(WORK REQUIRED) Reproduce the records below exactly as given.

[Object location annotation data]
* START *

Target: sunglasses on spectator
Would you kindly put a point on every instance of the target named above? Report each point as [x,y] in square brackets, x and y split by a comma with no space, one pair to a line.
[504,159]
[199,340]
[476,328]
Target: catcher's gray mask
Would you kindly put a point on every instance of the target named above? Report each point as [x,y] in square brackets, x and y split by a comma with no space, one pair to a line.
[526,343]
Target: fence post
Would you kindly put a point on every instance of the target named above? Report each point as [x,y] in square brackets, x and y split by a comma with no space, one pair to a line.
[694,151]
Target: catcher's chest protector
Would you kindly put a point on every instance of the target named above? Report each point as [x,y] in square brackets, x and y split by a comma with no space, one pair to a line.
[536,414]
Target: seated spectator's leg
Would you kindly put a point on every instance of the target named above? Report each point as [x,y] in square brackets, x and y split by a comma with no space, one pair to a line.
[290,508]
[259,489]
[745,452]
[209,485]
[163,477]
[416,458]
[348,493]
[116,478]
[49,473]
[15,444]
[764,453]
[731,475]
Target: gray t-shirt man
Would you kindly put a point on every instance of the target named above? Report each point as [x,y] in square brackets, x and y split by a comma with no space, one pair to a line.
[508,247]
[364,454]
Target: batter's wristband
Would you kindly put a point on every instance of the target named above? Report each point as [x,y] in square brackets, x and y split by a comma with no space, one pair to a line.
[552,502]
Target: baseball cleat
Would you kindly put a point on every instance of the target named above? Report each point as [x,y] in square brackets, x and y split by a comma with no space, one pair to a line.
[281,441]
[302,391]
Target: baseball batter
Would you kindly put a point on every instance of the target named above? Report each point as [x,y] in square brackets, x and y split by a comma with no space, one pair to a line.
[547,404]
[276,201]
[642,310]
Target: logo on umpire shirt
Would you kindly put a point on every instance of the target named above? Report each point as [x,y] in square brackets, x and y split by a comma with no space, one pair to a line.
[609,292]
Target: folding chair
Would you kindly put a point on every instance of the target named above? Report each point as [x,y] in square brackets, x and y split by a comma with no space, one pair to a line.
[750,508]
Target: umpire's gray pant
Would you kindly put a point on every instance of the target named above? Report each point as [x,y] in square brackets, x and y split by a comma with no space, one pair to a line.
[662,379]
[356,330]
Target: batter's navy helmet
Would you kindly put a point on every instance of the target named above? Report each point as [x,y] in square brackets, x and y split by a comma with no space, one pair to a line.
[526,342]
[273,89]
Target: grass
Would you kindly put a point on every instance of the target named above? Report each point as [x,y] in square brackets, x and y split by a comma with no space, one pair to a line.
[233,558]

* END *

(ANSWER BELOW)
Target: sunglasses on spectator
Would you kindly put a point on every instance of the target named above? Report each point as [x,y] in square brackets, x and y split by a comma with no space, one pair to a line.
[504,159]
[199,340]
[476,328]
Target: catcher's gray mask
Would you kindly put a point on every instance of the target named above? Report each point as [x,y] in square brackets, x and y split by a comma with no space, one pair to a line.
[526,343]
Target: fence post
Would you kindly put a point on every instance of the target named above? Report each point as [x,y] in square brackets, x and y split by a comma with no space, one pair to a line.
[694,151]
Target: catcher's chest protector
Would you kindly put a point on every instance of the target named above? Report each point as [x,y] in square brackets, x and y split by a comma with no space, one pair to a line.
[536,414]
Target: seated spectator's leg
Would you kindly put a point on every instance of the target named above? Report each point as [x,y] in square brackets, x and y split by a comma with no space, one pair to a line.
[290,508]
[259,489]
[745,452]
[209,485]
[163,477]
[416,458]
[348,493]
[116,478]
[49,473]
[15,444]
[764,453]
[731,475]
Target: gray t-shirt man
Would you kindly put a point on every instance of the target named above? Report each point as [x,y] in square brackets, x and y split by a comma with no space, one pair to a line.
[508,247]
[364,454]
Target: batter's wristband
Would you kindly put a point on every instance of the target named above? Report each point as [x,y] in square brackets, x and y split by a comma with no space, one pair to a line.
[552,502]
Target: baseball cleat
Would you kindly put a point on every instance of the target named above? Report each point as [x,y] in square brackets, x and y split by a comma with no space, one pair to a line.
[281,441]
[302,391]
Target: baseball batter
Would you kindly put a point on every instance of the target named above? Report each point as [x,y] in square brackets, x and y split by a comma with no space, one pair to a line.
[547,404]
[276,201]
[642,310]
Target: logo on umpire shirt
Would you kindly put a point on every instance of the target named above? Report each point as [x,y] in square brackets, x and y split by a comma with no space, one pair to a line.
[609,292]
Target: folding chair
Would you kindly put a point on every instance of the target named above? Report each point as [x,y] in square brackets, x and y split by a comma with no space, one pair to a line.
[750,508]
Target: umpire's gray pant
Would you kindly put a point on every instance of the target named above? Report each point as [x,y] in square brackets, x and y split by a comma with no space, one pair to a line.
[662,379]
[356,330]
Target: batter's navy helmet
Would you kindly put a point on every instance of the target named above? Report each point as [x,y] in square brackets, x and y split by a comma with no space, one pair to a line.
[526,342]
[273,89]
Target: grass
Would you kindly put a point on every instance of the target named above? Report each point as [x,y] in square brackets, x and y split by a comma with no space, one pair to a line.
[233,558]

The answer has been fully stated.